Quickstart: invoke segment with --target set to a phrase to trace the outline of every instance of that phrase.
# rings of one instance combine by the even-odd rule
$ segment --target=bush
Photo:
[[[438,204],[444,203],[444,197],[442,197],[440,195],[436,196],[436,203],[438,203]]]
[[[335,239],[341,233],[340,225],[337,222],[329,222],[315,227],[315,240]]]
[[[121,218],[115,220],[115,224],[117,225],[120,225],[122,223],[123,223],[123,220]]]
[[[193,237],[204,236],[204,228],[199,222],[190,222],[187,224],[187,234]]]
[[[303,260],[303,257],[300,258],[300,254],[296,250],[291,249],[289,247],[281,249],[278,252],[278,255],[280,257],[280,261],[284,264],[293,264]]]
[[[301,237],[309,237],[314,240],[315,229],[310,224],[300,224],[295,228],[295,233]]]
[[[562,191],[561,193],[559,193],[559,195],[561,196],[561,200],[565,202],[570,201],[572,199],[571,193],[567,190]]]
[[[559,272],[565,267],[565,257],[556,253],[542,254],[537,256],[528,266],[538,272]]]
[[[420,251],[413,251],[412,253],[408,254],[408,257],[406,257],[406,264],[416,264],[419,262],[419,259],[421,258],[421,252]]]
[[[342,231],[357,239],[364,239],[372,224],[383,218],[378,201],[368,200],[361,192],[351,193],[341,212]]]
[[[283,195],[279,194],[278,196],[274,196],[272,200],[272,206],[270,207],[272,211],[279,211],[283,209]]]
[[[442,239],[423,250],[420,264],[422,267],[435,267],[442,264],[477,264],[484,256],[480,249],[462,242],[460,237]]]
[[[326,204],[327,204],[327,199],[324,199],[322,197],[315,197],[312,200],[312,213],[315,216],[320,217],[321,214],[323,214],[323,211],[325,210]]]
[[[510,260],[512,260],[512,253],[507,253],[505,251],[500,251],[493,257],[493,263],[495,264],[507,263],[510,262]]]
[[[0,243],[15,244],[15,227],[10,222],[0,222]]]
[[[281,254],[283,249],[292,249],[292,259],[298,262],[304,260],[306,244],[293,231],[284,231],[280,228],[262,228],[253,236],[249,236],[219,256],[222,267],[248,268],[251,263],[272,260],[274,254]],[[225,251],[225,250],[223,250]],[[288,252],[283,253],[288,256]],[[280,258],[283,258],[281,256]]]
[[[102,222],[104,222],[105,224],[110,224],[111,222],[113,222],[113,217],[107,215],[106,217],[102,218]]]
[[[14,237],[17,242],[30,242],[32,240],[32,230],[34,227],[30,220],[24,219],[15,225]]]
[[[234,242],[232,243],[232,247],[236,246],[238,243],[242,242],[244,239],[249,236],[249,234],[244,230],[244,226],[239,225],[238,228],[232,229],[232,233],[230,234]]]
──────────
Your instructions: From the first line to the last, print the listing above exactly.

Response to the exercise:
Quickstart: invoke segment with --target set to a phrase to trace the outline of every instance of that phrase.
# rings of one instance combine by the even-odd rule
$ segment --target=bush
Photo:
[[[438,204],[444,203],[444,197],[442,197],[440,195],[436,196],[436,203],[438,203]]]
[[[335,239],[341,233],[340,225],[337,222],[329,222],[315,227],[315,240]]]
[[[121,218],[115,220],[115,224],[117,225],[120,225],[122,223],[123,223],[123,220]]]
[[[193,237],[204,236],[204,228],[199,222],[190,222],[187,224],[187,234]]]
[[[303,260],[303,257],[300,258],[300,254],[296,250],[291,249],[289,247],[281,249],[278,252],[278,255],[280,257],[280,261],[284,264],[293,264]]]
[[[301,237],[309,237],[314,240],[315,229],[310,224],[300,224],[295,228],[295,233]]]
[[[562,191],[561,193],[559,193],[559,195],[561,196],[561,200],[565,202],[570,201],[572,199],[571,193],[567,190]]]
[[[559,272],[565,267],[565,257],[556,253],[542,254],[537,256],[528,266],[538,272]]]
[[[420,251],[413,251],[412,253],[408,254],[408,257],[406,257],[406,264],[416,264],[419,262],[419,259],[421,258],[421,252]]]
[[[342,231],[357,239],[364,239],[372,224],[383,218],[378,201],[368,200],[361,192],[351,193],[341,212]]]
[[[283,195],[279,194],[278,196],[274,196],[272,200],[272,206],[270,207],[272,211],[279,211],[283,209]]]
[[[442,239],[423,250],[420,264],[422,267],[435,267],[442,264],[477,264],[484,256],[480,249],[462,242],[460,237]]]
[[[326,204],[327,204],[327,199],[324,199],[322,197],[315,197],[312,200],[312,213],[315,216],[320,217],[321,214],[323,214],[323,211],[325,210]]]
[[[510,260],[512,260],[512,253],[507,253],[505,251],[500,251],[493,257],[493,263],[495,264],[507,263],[510,262]]]
[[[0,243],[15,244],[15,227],[10,222],[0,222]]]
[[[281,254],[283,249],[292,249],[292,259],[298,262],[304,260],[306,244],[293,231],[284,231],[280,228],[262,228],[253,236],[249,236],[219,256],[222,267],[248,268],[251,263],[272,260],[274,254]],[[225,251],[225,250],[223,250]],[[288,252],[283,253],[288,256]],[[280,258],[283,258],[281,256]]]
[[[102,222],[104,222],[105,224],[110,224],[111,222],[113,222],[113,217],[107,215],[106,217],[102,218]]]
[[[14,237],[17,242],[30,242],[32,240],[32,230],[34,227],[30,220],[24,219],[15,225]]]
[[[234,242],[232,243],[232,247],[236,246],[238,243],[242,242],[244,239],[249,236],[249,234],[244,230],[244,226],[239,225],[238,228],[232,229],[232,233],[230,234]]]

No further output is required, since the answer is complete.